A recent inciteful article in Ad Week points out how pranks can go awry, quickly: When someone gets hurt, ends up in the hospital or the cops are called — that’s when the pranks stop… Whether someone gets sued, arrested, or emotionally scarred, the end result is that the company running the prankvertisement stands to lose a lot more than just a court case. These tactics definitely walk a fine line, and companies appear to be upping the stakes with every new prankvertisement. If something goes wrong, not only will their bottom line be hit hard, but they could also face nasty public backlash — further affecting their revenues and image for years.

So, prankvertising aside, what’s up your sleeve for April Fool’s Day? For some laughs and mischievous inspiration, visit museumofhoaxes.com for the top 100 April Fool’s hoaxes of all time, based on notoriety, creativity and number of people duped. A few classics:

Journalist Gem: My all time fave: Everyone knows that pigs can’t fly but what about penguins?

● Problems to work on
1. Condense the paragraph of the prankvertising text that begins "A recent inciteful article" into two or three sentences, keeping its main facts.
2. Set down the passage from the prankvertising text that begins at the words "A recent inciteful" and stops after "image for years.", with every word kept as it appears.

● Input data
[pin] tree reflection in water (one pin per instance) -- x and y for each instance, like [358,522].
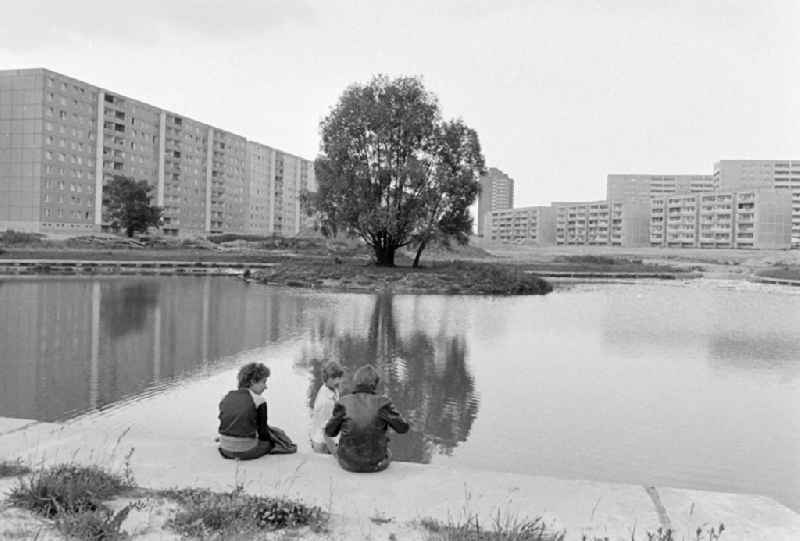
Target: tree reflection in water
[124,309]
[425,376]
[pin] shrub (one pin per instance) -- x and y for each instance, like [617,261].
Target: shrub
[67,488]
[12,237]
[210,513]
[509,529]
[13,469]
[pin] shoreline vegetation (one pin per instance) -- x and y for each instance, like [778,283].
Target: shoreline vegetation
[91,502]
[346,265]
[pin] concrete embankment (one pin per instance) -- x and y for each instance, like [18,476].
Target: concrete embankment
[374,506]
[90,267]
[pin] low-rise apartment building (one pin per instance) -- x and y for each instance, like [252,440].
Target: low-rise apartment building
[747,219]
[603,223]
[620,187]
[62,139]
[526,224]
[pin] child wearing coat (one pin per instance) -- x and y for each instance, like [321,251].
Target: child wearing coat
[361,420]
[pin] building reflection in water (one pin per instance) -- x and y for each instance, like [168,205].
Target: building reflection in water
[425,375]
[71,345]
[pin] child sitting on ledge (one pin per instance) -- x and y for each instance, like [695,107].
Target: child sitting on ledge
[243,430]
[326,398]
[363,418]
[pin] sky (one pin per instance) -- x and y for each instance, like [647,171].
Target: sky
[561,93]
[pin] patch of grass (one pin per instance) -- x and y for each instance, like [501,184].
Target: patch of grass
[101,523]
[13,469]
[73,497]
[782,272]
[67,488]
[11,238]
[500,529]
[590,259]
[224,515]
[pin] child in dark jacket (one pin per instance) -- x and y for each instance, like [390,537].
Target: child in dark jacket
[361,419]
[243,429]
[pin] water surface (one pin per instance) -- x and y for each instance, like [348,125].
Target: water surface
[688,385]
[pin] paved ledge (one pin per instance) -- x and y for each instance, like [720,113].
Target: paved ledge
[404,493]
[778,281]
[74,266]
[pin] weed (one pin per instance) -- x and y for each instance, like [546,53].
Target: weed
[99,524]
[67,488]
[502,529]
[12,237]
[13,469]
[207,513]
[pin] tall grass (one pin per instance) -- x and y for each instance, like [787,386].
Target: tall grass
[224,515]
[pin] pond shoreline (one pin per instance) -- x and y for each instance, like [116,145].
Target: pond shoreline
[360,503]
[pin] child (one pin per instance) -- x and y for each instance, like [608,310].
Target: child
[326,397]
[243,429]
[362,418]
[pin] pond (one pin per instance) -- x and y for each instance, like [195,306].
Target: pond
[690,385]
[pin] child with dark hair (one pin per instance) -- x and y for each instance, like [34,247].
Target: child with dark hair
[243,430]
[362,419]
[322,408]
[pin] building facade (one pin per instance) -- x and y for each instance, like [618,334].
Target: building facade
[603,223]
[525,224]
[760,174]
[645,187]
[497,193]
[62,139]
[746,219]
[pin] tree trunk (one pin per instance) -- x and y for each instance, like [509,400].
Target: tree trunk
[419,253]
[384,256]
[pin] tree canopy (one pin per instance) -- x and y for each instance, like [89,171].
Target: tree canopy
[392,171]
[128,207]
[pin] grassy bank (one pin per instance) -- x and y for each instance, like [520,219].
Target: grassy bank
[781,272]
[77,500]
[454,278]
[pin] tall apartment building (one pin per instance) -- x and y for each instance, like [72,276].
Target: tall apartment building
[524,224]
[644,187]
[756,219]
[62,139]
[770,174]
[497,193]
[603,223]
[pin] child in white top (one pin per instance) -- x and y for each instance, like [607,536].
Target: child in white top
[327,396]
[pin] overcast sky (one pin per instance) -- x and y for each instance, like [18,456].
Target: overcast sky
[561,92]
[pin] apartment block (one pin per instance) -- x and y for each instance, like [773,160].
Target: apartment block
[755,219]
[620,187]
[497,193]
[603,223]
[763,174]
[62,139]
[673,221]
[526,224]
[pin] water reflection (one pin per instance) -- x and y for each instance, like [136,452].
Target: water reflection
[72,345]
[425,375]
[743,330]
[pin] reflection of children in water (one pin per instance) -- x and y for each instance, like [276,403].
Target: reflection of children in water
[363,418]
[322,409]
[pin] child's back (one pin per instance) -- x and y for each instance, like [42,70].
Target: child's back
[362,419]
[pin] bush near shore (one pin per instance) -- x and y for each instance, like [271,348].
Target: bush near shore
[782,272]
[454,278]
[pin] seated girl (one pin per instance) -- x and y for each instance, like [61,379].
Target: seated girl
[243,430]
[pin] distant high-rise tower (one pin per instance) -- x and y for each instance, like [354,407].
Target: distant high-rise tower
[497,193]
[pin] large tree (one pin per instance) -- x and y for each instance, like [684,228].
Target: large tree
[391,171]
[128,205]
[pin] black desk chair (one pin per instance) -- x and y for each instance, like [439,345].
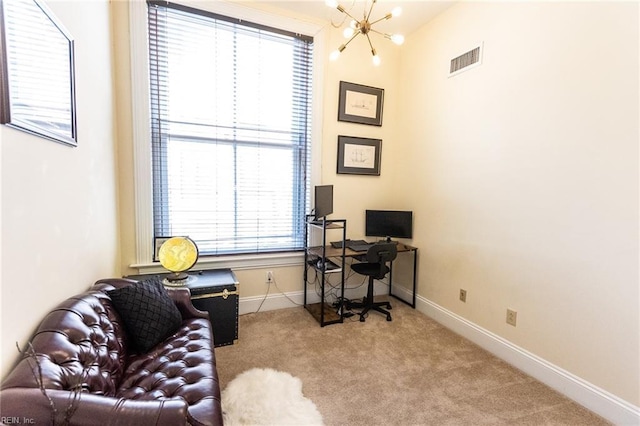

● Task answers
1. An Ad Week article notes that pranks stop once someone is hurt or hospitalized or the police are called. A company behind a prankvertisement that leads to a lawsuit, an arrest or emotional harm risks much more than a court case. Companies keep raising the stakes, and a failure could hurt their bottom line and bring public backlash that damages their revenues and image for years.

2.
A recent inciteful article in Ad Week points out how pranks can go awry, quickly: When someone gets hurt, ends up in the hospital or the cops are called — that’s when the pranks stop… Whether someone gets sued, arrested, or emotionally scarred, the end result is that the company running the prankvertisement stands to lose a lot more than just a court case. These tactics definitely walk a fine line, and companies appear to be upping the stakes with every new prankvertisement. If something goes wrong, not only will their bottom line be hit hard, but they could also face nasty public backlash — further affecting their revenues and image for years.